[Start]

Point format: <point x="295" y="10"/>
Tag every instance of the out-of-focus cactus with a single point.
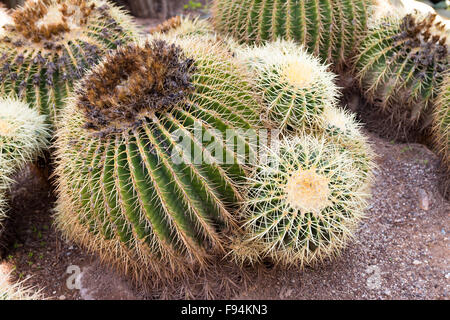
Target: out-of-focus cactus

[End]
[Start]

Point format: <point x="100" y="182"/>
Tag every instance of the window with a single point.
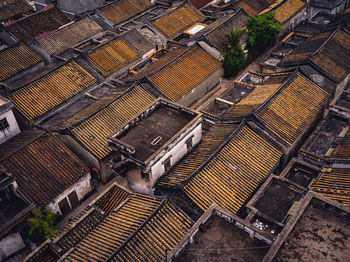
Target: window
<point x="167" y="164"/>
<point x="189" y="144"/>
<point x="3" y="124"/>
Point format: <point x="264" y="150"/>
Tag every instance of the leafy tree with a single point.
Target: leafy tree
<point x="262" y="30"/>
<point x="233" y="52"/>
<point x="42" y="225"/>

[End]

**Task:** Identify each line of the material above that contains the word "every", and copy those lines in full.

**Exercise output:**
Tag every instance of the out-of-focus cactus with a single point.
Tag every instance of the window with a single point.
Tag every instance of the leafy tree with a single point.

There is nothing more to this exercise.